>> Start Task material
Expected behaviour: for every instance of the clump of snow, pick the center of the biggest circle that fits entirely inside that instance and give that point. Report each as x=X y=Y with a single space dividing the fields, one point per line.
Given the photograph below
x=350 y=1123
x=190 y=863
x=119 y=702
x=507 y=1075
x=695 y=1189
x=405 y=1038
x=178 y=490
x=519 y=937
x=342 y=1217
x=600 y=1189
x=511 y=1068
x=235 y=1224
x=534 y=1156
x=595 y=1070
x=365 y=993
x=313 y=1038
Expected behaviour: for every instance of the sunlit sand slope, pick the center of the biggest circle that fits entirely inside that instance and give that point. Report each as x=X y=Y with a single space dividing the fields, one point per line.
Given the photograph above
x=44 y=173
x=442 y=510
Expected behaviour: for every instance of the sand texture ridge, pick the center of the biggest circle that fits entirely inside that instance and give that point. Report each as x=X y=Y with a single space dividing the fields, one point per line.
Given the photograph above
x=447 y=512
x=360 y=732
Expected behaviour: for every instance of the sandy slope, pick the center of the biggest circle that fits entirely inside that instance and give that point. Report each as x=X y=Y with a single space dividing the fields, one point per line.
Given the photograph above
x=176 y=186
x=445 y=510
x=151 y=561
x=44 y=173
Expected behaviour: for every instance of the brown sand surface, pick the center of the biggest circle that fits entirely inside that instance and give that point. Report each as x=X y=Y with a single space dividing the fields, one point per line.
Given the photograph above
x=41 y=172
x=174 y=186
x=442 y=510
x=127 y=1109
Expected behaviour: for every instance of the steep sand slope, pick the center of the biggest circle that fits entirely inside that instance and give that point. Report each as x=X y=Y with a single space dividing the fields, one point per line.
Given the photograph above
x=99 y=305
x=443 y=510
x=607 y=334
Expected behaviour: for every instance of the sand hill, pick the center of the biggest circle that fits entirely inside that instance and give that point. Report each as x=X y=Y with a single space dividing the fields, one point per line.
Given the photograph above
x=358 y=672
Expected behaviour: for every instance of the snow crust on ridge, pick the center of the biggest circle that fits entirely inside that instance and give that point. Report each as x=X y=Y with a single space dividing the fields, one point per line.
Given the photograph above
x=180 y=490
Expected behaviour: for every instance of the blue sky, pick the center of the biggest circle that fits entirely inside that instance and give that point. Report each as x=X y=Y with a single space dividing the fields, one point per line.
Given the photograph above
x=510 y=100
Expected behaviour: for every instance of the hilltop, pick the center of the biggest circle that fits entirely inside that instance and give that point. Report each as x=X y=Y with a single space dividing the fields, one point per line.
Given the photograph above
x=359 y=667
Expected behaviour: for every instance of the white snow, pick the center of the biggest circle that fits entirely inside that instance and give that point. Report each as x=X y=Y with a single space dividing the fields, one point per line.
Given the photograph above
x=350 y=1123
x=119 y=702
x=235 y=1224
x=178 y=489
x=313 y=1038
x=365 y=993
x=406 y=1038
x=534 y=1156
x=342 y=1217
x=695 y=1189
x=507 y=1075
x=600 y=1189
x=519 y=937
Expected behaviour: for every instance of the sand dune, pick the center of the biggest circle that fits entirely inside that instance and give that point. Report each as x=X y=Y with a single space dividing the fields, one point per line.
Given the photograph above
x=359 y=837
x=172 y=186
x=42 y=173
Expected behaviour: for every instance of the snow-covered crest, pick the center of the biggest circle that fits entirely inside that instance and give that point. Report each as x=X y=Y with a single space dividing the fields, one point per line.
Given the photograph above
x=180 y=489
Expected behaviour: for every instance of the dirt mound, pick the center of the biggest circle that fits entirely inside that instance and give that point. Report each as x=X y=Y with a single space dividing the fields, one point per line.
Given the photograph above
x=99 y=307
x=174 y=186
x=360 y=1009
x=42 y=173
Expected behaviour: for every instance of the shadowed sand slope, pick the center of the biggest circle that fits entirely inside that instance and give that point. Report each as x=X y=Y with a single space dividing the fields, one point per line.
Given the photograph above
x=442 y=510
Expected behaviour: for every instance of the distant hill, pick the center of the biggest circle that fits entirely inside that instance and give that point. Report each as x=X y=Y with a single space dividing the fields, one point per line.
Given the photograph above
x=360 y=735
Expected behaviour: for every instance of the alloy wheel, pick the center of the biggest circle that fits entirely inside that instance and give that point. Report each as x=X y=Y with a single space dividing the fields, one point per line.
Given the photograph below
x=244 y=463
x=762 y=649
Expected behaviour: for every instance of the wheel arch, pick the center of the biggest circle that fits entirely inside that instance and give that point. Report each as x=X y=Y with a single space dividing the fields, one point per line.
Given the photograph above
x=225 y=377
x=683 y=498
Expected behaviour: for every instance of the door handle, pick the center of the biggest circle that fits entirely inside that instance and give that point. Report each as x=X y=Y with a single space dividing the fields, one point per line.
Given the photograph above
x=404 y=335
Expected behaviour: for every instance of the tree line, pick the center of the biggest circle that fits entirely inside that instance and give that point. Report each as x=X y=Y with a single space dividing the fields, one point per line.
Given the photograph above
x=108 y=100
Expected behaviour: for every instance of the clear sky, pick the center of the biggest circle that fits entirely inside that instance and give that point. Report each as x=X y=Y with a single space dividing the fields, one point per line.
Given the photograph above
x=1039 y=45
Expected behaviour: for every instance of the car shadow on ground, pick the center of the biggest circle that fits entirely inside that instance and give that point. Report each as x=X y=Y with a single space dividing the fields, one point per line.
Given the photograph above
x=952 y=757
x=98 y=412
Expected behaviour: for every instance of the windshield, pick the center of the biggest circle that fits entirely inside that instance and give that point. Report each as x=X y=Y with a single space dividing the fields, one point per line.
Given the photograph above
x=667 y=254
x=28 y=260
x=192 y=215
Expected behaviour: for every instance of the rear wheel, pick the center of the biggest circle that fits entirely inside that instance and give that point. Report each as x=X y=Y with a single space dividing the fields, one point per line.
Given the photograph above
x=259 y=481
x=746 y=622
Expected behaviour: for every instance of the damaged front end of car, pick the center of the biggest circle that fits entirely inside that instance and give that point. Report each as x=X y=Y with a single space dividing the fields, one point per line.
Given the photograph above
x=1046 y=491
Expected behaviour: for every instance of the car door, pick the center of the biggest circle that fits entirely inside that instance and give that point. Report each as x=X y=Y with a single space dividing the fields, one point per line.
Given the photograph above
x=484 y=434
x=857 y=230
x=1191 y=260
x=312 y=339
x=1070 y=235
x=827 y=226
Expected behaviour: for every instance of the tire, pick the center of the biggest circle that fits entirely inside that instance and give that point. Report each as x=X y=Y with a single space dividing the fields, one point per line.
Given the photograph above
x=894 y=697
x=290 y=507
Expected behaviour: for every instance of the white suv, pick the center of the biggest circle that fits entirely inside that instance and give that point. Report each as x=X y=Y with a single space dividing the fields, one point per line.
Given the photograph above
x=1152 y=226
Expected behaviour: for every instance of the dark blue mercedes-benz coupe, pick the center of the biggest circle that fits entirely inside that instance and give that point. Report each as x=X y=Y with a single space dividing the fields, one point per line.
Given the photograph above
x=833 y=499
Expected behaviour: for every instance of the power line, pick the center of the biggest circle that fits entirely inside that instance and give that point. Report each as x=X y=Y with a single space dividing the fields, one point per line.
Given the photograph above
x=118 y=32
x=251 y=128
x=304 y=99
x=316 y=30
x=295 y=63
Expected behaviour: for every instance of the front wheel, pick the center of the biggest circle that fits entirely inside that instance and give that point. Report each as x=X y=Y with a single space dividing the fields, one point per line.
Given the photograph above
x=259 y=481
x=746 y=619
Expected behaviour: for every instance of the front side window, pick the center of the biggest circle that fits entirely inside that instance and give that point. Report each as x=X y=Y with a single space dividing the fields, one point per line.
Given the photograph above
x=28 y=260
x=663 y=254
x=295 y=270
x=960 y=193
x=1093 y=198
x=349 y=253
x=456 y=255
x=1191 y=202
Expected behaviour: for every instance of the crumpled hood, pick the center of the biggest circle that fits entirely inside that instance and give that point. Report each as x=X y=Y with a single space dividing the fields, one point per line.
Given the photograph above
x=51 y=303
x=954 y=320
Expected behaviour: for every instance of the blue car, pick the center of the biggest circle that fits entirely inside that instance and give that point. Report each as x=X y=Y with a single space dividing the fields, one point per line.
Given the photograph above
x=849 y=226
>> End Task material
Task description: Retype the listing above, starting with the line that contains "Expected behaviour: for every instance of the crumpled" and continuing through the end of the listing, with both ends included and every line unchanged.

Response to this exercise:
Expected behaviour: for every instance of the crumpled hood, pick the center of the biggest circle that fits entirely inside that instance and give that point. Report each as x=X y=Y with a single space dividing the fields, one point per line.
Given the photograph above
x=51 y=303
x=954 y=320
Expected behaviour: for every instance of the blue car, pick the center of the biggest circle that fits entirely inside that instance and give that point. Report each as x=X y=Y with a single space dividing the fields, one point per line.
Given the photograph above
x=849 y=226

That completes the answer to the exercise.